Passage provided >>
◇ ◇ ◇

Herbs and Acupuncture Together

In classical TCM practice, acupuncture and herbal medicine are complementary pillars used together for most conditions. Herbs provide a continuous therapeutic influence between acupuncture sessions while acupuncture provides immediate, targeted qi movement and systemic regulation. Maciocia notes that acupuncture moves qi and blood more efficiently, while herbs tonify deficient qi, blood, yin, or yang more effectively. Many conditions are treated most efficiently with both modalities.

Integrating Acupuncture with Holistic Wellbeing

The most effective acupuncture patients are active participants in their own healing. After each treatment, take note of any changes in symptoms, sleep, energy, or mood in the 48 to 72 hours that follow. Share these observations with your practitioner at your next session; this feedback is invaluable for refining the treatment approach. Many practitioners ask patients to keep a brief symptom diary between sessions, tracking patterns that provide diagnostic information not available in the clinic setting. This collaborative approach reflects TCM's understanding that the practitioner provides the catalyst while the patient's own constitution and lifestyle choices determine the ultimate depth and durability of the healing response.

Explore More TCM Resources

Acupuncture is one dimension of a comprehensive Traditional Chinese Medicine system. Explore Thalira's guides on TCM accessories and tools, different types of acupuncture and how they compare, and recognising symptoms that acupuncture can address.

Frequently Asked Questions

Does acupuncture hurt?

Most patients experience minimal discomfort. Acupuncture needles are 0.12 to 0.35 mm in diameter, far thinner than injection needles. Common sensations include the de qi feeling (dull ache, warmth, or heaviness at the needle site), which indicates effective stimulation. Sharp or burning pain is not normal and should be communicated immediately to the practitioner.

How many acupuncture sessions do I need?

For acute conditions, three to six sessions often produce significant improvement. Chronic conditions typically require eight to twelve sessions as an initial course, with monthly or seasonal maintenance thereafter. Joseph Helms recommends evaluating response after six sessions and adjusting the plan accordingly.

What conditions does acupuncture treat?

The WHO identifies 28 conditions with proven efficacy, including chronic pain, headache, osteoarthritis, depression, nausea, infertility support, and sciatica. The 2012 Acupuncture Trialists' Collaboration meta-analysis confirmed acupuncture's superiority over sham and conventional care for chronic back, neck, and joint pain and headache.

What is de qi?

De qi (arrival of qi) is the sensation of dull ache, warmth, tingling, distension, or radiating feeling at an acupuncture point when the needle effectively connects with the qi at that location. Deadman's Manual of Acupuncture identifies de qi as essential to therapeutic effect. Research confirms that de qi intensity correlates with clinical outcomes.

Is acupuncture safe during pregnancy?

◇ ◇ ◇

Input data >>

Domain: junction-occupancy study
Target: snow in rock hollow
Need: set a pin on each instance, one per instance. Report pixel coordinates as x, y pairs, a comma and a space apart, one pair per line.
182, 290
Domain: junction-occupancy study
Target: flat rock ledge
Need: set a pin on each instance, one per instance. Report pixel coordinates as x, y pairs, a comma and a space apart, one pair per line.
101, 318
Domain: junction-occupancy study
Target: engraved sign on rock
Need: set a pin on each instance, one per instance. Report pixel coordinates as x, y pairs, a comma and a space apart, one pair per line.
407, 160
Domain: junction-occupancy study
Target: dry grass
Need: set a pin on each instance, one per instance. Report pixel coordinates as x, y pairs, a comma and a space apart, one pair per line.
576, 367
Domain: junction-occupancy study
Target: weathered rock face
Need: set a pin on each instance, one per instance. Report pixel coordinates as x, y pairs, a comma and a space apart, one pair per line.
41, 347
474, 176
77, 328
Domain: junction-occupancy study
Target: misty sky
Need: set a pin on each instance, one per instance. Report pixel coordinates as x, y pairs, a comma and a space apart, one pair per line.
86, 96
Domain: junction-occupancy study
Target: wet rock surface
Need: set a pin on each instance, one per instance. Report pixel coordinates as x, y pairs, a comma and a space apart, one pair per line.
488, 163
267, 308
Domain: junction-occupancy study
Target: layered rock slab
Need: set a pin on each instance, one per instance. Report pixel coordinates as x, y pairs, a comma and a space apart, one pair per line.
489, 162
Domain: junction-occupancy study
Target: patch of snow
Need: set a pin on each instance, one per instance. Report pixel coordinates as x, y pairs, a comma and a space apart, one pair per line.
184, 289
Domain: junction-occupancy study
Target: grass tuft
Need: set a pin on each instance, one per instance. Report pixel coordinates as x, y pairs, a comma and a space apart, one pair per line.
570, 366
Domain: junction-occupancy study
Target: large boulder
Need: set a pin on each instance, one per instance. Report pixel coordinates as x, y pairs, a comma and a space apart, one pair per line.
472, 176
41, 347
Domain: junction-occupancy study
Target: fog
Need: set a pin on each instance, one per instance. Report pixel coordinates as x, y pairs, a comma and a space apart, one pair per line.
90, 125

◇ ◇ ◇

Problem >>
Transcribe the acupuncture text word for word, from "What is de qi?" up to and including "safe during pregnancy?".

Expected answer >>
What is de qi?

De qi (arrival of qi) is the sensation of dull ache, warmth, tingling, distension, or radiating feeling at an acupuncture point when the needle effectively connects with the qi at that location. Deadman's Manual of Acupuncture identifies de qi as essential to therapeutic effect. Research confirms that de qi intensity correlates with clinical outcomes.

Is acupuncture safe during pregnancy?